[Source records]
··········

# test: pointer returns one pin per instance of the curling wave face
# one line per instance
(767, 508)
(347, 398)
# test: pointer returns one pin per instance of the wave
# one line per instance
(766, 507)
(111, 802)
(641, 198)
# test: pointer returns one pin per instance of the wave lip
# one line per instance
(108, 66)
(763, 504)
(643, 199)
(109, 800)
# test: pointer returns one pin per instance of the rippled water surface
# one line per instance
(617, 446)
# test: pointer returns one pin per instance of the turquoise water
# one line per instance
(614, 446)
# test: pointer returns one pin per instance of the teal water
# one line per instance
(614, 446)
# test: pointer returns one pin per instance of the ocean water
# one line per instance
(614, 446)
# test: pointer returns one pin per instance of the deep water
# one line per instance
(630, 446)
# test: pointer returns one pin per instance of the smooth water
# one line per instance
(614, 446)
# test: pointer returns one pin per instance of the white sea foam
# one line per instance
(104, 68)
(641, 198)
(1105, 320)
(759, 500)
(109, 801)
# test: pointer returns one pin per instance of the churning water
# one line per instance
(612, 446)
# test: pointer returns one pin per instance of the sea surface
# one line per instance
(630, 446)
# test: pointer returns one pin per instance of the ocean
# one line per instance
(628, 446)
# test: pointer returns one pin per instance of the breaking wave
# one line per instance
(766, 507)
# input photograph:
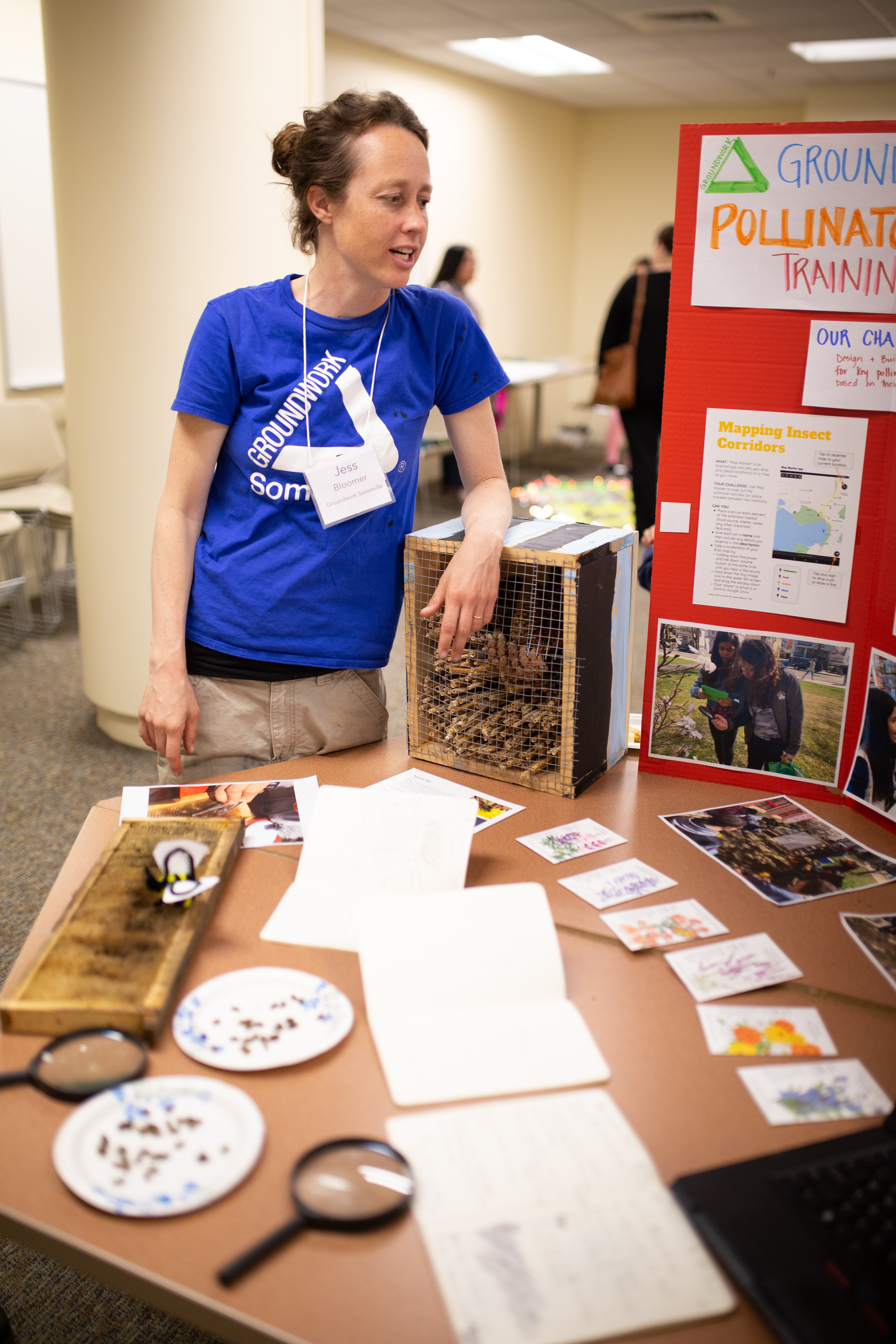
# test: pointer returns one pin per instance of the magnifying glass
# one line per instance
(346, 1186)
(82, 1064)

··········

__WHAT IS NEEDED__: Your answer must be the entries written out word for word, without their pictures.

__WRITTEN REPLY__:
# test: pointer returns one pin per instance of the curling wave face
# one line per instance
(767, 508)
(347, 398)
# test: pointer returns one pin per instance of the wave
# one line per instance
(766, 507)
(111, 802)
(641, 198)
# test: pointer returns one pin per instance of the wave lip
# one line per instance
(108, 66)
(763, 504)
(643, 199)
(109, 800)
# test: pointer returns one pin per instance of the rippled water surface
# one line per instance
(617, 446)
# test: pointer returns one pin per instance of the turquoise water
# one line per instance
(614, 446)
# test: pointer returns one pin per instance of the teal water
# one line per instance
(614, 446)
# test: pointer returns one pin per instance of the ocean water
# one line per instance
(614, 446)
# test: pointer returns one pin per instance of the deep water
# one line per instance
(630, 446)
# test: pointer returns one pin per instance of the smooth water
# one line per instance
(614, 446)
# test: pointer returns one pin per instance of the white sea foam
# one line per instance
(104, 68)
(641, 198)
(1105, 320)
(759, 500)
(109, 801)
# test: pointer returns one pin per instance of the churning water
# one line per instance
(612, 446)
# test: pointer returns one pin per instance of the sea surface
# one line per instance
(630, 446)
# test: pointer returns one pin per instance of the ocean
# one line per instance
(628, 446)
# test: pointer returns one pin per instance of the breaking wave
# one line per instance
(766, 507)
# input photograph:
# test: pointer returns one pin per instance of the magnifying glass
# one line per instance
(346, 1186)
(82, 1064)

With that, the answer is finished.